_Supplied information_.
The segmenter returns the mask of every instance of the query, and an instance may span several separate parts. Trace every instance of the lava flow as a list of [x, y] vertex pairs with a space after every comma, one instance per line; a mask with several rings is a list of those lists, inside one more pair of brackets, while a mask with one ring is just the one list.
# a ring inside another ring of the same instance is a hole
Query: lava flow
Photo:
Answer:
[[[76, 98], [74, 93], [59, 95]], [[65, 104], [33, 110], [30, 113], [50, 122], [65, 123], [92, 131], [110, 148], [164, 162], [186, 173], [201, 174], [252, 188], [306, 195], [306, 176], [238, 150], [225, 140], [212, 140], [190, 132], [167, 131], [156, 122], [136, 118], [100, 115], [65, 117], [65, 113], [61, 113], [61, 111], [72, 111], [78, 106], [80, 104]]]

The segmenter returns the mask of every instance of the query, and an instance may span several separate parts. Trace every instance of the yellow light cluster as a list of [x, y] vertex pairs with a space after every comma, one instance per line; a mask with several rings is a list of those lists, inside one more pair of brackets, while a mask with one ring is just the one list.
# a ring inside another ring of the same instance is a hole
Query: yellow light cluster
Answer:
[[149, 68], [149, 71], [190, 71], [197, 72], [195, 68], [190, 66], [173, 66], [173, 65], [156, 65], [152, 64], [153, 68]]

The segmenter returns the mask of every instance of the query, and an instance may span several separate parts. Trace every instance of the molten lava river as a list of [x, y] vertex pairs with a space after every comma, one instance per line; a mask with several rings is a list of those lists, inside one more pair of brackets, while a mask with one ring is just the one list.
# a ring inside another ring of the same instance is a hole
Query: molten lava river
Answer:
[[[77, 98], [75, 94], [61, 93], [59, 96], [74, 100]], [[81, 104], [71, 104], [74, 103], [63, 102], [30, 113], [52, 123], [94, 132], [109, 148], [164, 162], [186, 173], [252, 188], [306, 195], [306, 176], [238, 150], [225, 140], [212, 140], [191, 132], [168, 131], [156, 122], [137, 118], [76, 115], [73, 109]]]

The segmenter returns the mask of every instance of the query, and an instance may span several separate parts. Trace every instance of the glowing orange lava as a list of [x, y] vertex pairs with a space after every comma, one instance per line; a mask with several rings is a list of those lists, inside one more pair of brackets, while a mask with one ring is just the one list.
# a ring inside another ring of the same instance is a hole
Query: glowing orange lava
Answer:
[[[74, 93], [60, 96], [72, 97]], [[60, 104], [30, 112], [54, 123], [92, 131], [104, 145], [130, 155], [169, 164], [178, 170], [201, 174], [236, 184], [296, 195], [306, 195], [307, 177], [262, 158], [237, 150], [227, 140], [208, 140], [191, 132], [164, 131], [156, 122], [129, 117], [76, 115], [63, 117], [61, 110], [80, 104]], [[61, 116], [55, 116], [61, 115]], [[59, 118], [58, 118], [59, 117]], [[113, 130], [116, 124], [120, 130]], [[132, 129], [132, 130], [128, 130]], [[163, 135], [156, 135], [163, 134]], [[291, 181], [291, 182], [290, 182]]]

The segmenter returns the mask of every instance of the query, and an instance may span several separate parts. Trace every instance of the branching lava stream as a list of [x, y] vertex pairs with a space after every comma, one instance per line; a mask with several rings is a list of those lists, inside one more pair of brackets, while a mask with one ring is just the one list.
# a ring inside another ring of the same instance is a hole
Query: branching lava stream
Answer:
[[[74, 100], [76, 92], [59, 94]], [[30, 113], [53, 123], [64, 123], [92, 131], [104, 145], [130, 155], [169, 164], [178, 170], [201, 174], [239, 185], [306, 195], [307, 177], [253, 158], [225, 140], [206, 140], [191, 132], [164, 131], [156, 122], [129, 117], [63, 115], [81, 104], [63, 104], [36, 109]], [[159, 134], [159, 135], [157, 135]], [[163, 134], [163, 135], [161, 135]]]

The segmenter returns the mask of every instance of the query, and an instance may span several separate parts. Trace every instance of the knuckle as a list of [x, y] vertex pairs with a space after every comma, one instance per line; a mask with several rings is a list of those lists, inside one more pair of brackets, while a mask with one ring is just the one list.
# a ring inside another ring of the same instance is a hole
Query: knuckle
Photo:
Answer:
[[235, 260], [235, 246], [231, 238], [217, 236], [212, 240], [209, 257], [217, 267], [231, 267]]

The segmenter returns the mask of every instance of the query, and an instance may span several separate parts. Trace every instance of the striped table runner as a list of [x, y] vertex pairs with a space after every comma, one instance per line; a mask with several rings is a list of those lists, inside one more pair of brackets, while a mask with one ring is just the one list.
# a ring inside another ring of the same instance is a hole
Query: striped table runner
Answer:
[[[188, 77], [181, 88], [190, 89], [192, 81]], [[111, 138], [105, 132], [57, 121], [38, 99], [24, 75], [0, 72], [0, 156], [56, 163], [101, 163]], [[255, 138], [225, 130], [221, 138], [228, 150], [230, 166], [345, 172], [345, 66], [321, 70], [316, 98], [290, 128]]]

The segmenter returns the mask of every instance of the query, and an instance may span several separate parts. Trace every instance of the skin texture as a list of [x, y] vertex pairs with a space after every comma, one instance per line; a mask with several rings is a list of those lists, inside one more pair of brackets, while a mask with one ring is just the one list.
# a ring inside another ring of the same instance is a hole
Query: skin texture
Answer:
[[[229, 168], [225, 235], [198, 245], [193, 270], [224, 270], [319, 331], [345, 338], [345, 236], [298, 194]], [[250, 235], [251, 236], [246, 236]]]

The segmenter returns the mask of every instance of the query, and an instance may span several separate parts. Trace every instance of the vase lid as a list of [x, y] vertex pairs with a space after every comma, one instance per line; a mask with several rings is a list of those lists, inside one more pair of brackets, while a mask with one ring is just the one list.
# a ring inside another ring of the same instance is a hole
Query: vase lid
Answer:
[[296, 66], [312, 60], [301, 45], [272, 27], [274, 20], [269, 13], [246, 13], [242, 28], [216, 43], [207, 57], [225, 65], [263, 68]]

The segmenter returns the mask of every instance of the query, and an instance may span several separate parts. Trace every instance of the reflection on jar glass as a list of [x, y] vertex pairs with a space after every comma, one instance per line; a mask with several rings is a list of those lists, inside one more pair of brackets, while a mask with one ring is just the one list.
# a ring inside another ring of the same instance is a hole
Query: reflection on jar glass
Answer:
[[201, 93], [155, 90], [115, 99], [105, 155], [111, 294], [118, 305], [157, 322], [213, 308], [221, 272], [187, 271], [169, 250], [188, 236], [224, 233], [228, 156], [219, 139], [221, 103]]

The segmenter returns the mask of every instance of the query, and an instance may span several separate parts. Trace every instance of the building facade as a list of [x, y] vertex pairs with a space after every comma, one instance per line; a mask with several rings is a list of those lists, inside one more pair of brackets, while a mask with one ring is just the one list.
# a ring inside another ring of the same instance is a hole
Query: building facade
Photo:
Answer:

_To do_. Copy all of the records above without changing any of their lines.

_Output for this exercise_.
The segmenter returns the mask of every instance of the query, and an instance may span several separate parts. Trace every instance of the lava flow as a list of [x, y] vertex pairs with a space after every comma, one instance per line; a mask with several rings is a list of those lists, inside one more pair of brackets, while a mask with one ring is just the one list.
# a ring inside another ring of the same instance is a hole
Query: lava flow
Photo:
Answer:
[[[76, 98], [74, 93], [59, 95]], [[65, 104], [33, 110], [30, 113], [50, 122], [65, 123], [92, 131], [110, 148], [164, 162], [186, 173], [201, 174], [252, 188], [306, 195], [306, 176], [238, 150], [225, 140], [212, 140], [190, 132], [167, 131], [156, 122], [136, 118], [100, 115], [65, 117], [65, 113], [61, 113], [61, 111], [72, 111], [78, 106], [80, 104]]]

The segmenter returns the mask of every instance of the query, and an instance may span several separate parts. Trace every instance of the yellow light cluster as a list of [x, y] vertex pairs with a space after every comma, one instance per line; a mask with several rings is a list of those lists, inside one more pair of brackets, while a mask with one ring is just the one list.
# a ring inside another ring of the same instance is a hole
Query: yellow light cluster
Answer:
[[149, 68], [149, 71], [190, 71], [197, 72], [195, 68], [190, 66], [173, 66], [173, 65], [156, 65], [152, 64], [153, 68]]

The segmenter returns the mask of every instance of the query, and an instance may span several separate parts. Trace every instance of the molten lava river as a list of [x, y] vertex pairs with a space after every comma, one instance per line; a mask with several rings is a list of those lists, inside one more pair of brackets, while a mask with one ring is just the one list.
# a ring inside another ring of the same instance is a hole
Query: molten lava river
Answer:
[[[77, 98], [75, 94], [61, 93], [59, 96], [74, 100]], [[81, 104], [71, 104], [74, 103], [63, 102], [30, 113], [52, 123], [94, 132], [109, 148], [164, 162], [186, 173], [252, 188], [306, 195], [306, 176], [238, 150], [225, 140], [212, 140], [191, 132], [168, 131], [156, 122], [137, 118], [76, 115], [73, 109]]]

The segmenter returns the mask of every instance of the query, and an instance may span several separate parts. Trace every instance of the glowing orange lava as a list of [x, y] vertex pairs with a space after every comma, one instance per line; a mask with several rings is a list of those lists, inside one more pair of brackets, while a mask with one ring is just the one list.
# a ring inside another ring of the same instance is a hole
Query: glowing orange lava
Answer:
[[[74, 93], [60, 96], [72, 97]], [[60, 104], [30, 112], [54, 123], [92, 131], [104, 145], [130, 155], [169, 164], [178, 170], [201, 174], [236, 184], [296, 195], [306, 195], [307, 177], [262, 158], [237, 150], [227, 140], [208, 140], [191, 132], [164, 131], [156, 122], [129, 117], [76, 115], [63, 117], [61, 110], [80, 104]], [[61, 116], [55, 116], [61, 115]], [[59, 118], [58, 118], [59, 117]], [[113, 130], [116, 124], [120, 130]], [[132, 129], [132, 130], [128, 130]], [[163, 135], [156, 135], [163, 134]], [[291, 181], [291, 182], [290, 182]]]

The segmenter returns the mask of every instance of the query, and an instance may span several separate parts. Trace every instance of the branching lava stream as a list of [x, y] vertex pairs with a space after every comma, one instance per line; a mask with several rings is a list of those lists, inside one more pair of brackets, while a mask with one ring is just the one list.
# a ring inside another ring of the same instance is a hole
Query: branching lava stream
Answer:
[[[74, 100], [76, 92], [59, 94]], [[30, 113], [53, 123], [64, 123], [92, 131], [104, 145], [130, 155], [169, 164], [178, 170], [201, 174], [239, 185], [306, 195], [307, 177], [253, 158], [225, 140], [206, 140], [191, 132], [164, 131], [156, 122], [129, 117], [63, 115], [81, 104], [63, 104], [36, 109]], [[159, 134], [159, 135], [157, 135]], [[163, 134], [163, 135], [161, 135]]]

The segmenter returns the mask of every instance of the query, and an instance may span several separate parts. Trace every instance of the knuckle as a list of [x, y] vertex pairs with a space after every comma, one instance per line; a mask with several rings is a list of those lists, inside one more pair of brackets, while a mask with one ring is just the one list.
# a ring inside another ring of the same instance is a hole
Query: knuckle
Photo:
Answer:
[[235, 260], [235, 246], [231, 238], [217, 236], [212, 240], [209, 257], [217, 267], [231, 267]]

The segmenter returns the mask of every instance of the query, and an instance may span several separate parts. Trace every instance of the striped table runner as a list of [x, y] vertex pairs with a space after every comma, one instance per line; a mask with several rings is a list of those lists, inside one more pair of brackets, while a mask with one ring is just the one list.
# a ring inside another ring of the same instance is a hole
Query: striped table runner
Answer:
[[[188, 77], [181, 88], [190, 89], [192, 81]], [[111, 138], [105, 132], [57, 121], [38, 99], [24, 75], [0, 72], [0, 156], [56, 163], [101, 163]], [[255, 138], [225, 130], [221, 138], [228, 150], [230, 166], [345, 172], [345, 66], [321, 70], [316, 98], [290, 128]]]

The segmenter returns the mask of every instance of the query, and an instance may span several separate parts. Trace every instance of the skin texture as a list of [x, y] vertex pairs with a space after every comma, one instance per line; a mask with several rings is a list of those lists, inside one more pair of brackets, while a mask with one ring is just the one list.
# a ring inside another ring of the same instance is a hole
Query: skin texture
Answer:
[[[229, 168], [225, 235], [198, 245], [193, 270], [224, 270], [319, 331], [345, 338], [345, 236], [298, 194]], [[250, 235], [251, 236], [246, 236]]]

The segmenter returns the mask of every instance of the query, and an instance may span several separate parts. Trace every instance of the vase lid as a list of [x, y] vertex pairs with a space after every comma, one instance per line; a mask with several rings is a list of those lists, inside one more pair of brackets, while a mask with one ring is just the one list.
# a ring inside another ring of the same instance is a hole
Query: vase lid
Answer:
[[296, 66], [312, 60], [301, 45], [272, 27], [274, 20], [269, 13], [246, 13], [242, 28], [216, 43], [207, 57], [225, 65], [263, 68]]

The segmenter returns the mask of every instance of the query, and an instance may span several separate parts. Trace every instance of the reflection on jar glass as a list of [x, y] vertex pairs with a space after every comma, one instance per line; a mask with several rings is a list of those lists, inside one more pair of brackets, while a mask with one ring is just the one list.
# a ring inside another ring of the same instance is a hole
Query: reflection on jar glass
Answer:
[[201, 93], [155, 90], [115, 99], [105, 155], [111, 294], [118, 305], [157, 322], [213, 308], [221, 272], [187, 271], [169, 250], [188, 236], [224, 233], [228, 156], [219, 139], [221, 103]]

The segmenter returns the mask of every instance of the query, and an instance may span several separate parts. Trace every instance of the building facade as a list of [x, y] vertex pairs with a space after every comma, one instance per line; a mask with several rings is a list of those lists, inside one more pair of brackets, while a mask with one ring is just the one list.
# a ring inside another ring of the same instance is a hole
Query: building facade
Photo:
Answer:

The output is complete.